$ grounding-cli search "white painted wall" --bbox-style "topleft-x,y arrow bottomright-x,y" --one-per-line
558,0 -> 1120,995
---
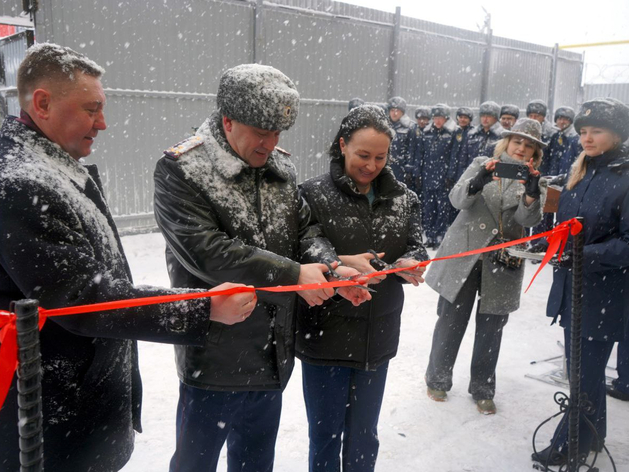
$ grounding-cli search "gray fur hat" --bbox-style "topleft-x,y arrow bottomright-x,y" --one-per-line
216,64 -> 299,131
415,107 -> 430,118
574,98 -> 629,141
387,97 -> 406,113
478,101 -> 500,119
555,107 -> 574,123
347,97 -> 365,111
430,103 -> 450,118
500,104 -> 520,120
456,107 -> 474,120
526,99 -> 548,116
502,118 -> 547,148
--
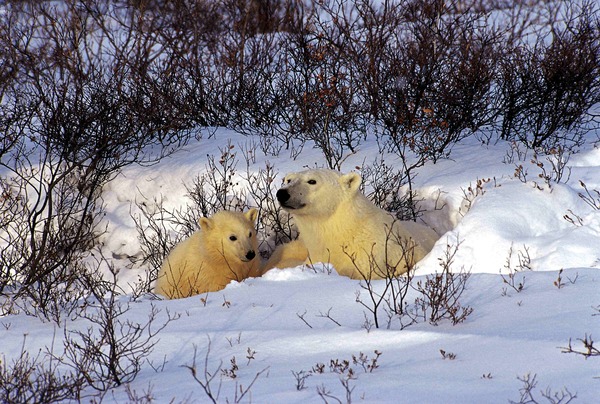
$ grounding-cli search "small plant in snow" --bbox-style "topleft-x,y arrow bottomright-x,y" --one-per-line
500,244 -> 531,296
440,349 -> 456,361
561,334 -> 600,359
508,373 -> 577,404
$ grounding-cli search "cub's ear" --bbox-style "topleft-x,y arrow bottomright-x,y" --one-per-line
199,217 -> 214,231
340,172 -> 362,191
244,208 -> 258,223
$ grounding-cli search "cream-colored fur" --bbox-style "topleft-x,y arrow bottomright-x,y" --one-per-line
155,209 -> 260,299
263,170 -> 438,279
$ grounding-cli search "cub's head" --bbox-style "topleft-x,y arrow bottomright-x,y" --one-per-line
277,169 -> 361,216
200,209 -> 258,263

▶ [Exercise]:
Locate every line in the items above that contains the string "white" and copy each one. Case counts.

▶ [Task answer]:
$ grounding-cli search "white painted wall" --bbox-style "topleft-x,y arrow bottomright-x,y" --one-per-line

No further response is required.